EXERCISE BRIEF ▸
The entries are to be duplicated exactly, with nothing left out.

RECORD EXTRACTS ▸
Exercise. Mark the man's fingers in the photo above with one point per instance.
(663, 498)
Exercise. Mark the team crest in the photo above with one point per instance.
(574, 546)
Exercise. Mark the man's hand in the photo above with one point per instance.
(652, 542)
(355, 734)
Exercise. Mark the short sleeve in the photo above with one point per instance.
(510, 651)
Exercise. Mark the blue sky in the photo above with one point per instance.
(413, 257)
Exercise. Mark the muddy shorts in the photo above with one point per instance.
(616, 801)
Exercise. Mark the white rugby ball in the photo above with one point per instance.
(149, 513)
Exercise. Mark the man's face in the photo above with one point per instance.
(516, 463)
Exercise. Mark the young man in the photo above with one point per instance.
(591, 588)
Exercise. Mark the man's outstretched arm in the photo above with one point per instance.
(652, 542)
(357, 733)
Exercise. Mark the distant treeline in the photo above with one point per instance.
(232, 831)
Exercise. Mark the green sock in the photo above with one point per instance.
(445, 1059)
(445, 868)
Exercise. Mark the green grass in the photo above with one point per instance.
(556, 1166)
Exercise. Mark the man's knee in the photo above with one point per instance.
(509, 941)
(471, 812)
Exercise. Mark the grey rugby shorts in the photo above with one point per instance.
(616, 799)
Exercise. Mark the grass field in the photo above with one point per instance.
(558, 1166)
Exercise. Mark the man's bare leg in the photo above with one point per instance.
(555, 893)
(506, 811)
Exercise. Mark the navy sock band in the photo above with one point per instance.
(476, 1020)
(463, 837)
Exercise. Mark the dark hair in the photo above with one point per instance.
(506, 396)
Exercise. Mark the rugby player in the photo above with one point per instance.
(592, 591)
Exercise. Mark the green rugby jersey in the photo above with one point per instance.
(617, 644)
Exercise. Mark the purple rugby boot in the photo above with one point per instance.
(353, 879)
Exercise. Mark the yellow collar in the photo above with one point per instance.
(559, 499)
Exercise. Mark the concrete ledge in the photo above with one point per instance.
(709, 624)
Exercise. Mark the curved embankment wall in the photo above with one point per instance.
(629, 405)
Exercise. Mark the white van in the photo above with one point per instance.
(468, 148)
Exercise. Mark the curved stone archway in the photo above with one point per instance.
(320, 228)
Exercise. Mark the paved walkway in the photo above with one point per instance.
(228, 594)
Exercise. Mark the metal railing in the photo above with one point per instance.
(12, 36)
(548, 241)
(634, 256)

RESULT BELOW ▸
Exercise. Mark the man's fingers in the photo above with one point per instance.
(663, 498)
Exercise. Mark the team crest in the photo above with one point per instance.
(574, 546)
Exercise. Mark the man's hand in the photo above with one point per instance.
(652, 542)
(355, 734)
Exercise. Mark the short sleeve in the photo above with one point per instance.
(510, 651)
Exercise. Mark the blue sky in the photo above with one point per instance.
(413, 257)
Exercise. Mark the muddy shorts in the photo above with one point per instance.
(616, 801)
Exercise. Mark the white rugby ball in the photo above with one point per instance.
(149, 513)
Exercise. Mark the man's face in the photo above with one point per instance.
(516, 463)
Exercise. Mark the young man in the photo above with one point per instance.
(591, 588)
Exercise. Mark the man's outstretched arm in the photo above with one point per instance.
(652, 542)
(357, 733)
Exercise. Mark the distant treeline in the photo above with one point per instance.
(232, 831)
Exercise. Mark the green sock in the photo above with one point per instance.
(445, 1059)
(445, 868)
Exercise. Mark the green grass in the photo above with one point per instance.
(556, 1166)
Exercise. Mark the man's knee in the photo above with one point per instance.
(509, 941)
(471, 812)
Exercise. Mark the grey rugby shorts in the photo above with one point per instance.
(616, 799)
Exercise. Mark the grass field in the photo above with one point per instance.
(558, 1166)
Exercise. Mark the man's bare leg in the photo above with one point per instance.
(555, 893)
(506, 811)
Exercise. Mark the navy sock band in the photo above with one point per instance.
(476, 1020)
(463, 837)
Exercise. Mark the dark hair in the photo above with one point per instance.
(506, 396)
Exercise. Mark the rugby player in the photo above with one point per instance.
(592, 591)
Exercise. Mark the green rugby jersey in the photo above with one point per instance.
(617, 644)
Exercise. Mark the purple rugby boot in the photo above with one point per instance.
(353, 879)
Exercise. Mark the yellow collar in the photo above with one point per instance.
(559, 499)
Exercise. Mark the concrete ledge in the photo above with one point per instance.
(709, 624)
Exercise. Mark the curved embankment wall in the photo above with one point per instance.
(629, 405)
Exercise. Mark the white van in the photo above with one point per instance.
(468, 148)
Exercise. Mark the curved stone archway in the photo above with one point per instance.
(320, 228)
Exercise. Mark the paved walkway in the photo above with one point per instance.
(228, 594)
Exercise. Mark the metal railing in the photo above with one point per instance.
(12, 36)
(548, 241)
(634, 256)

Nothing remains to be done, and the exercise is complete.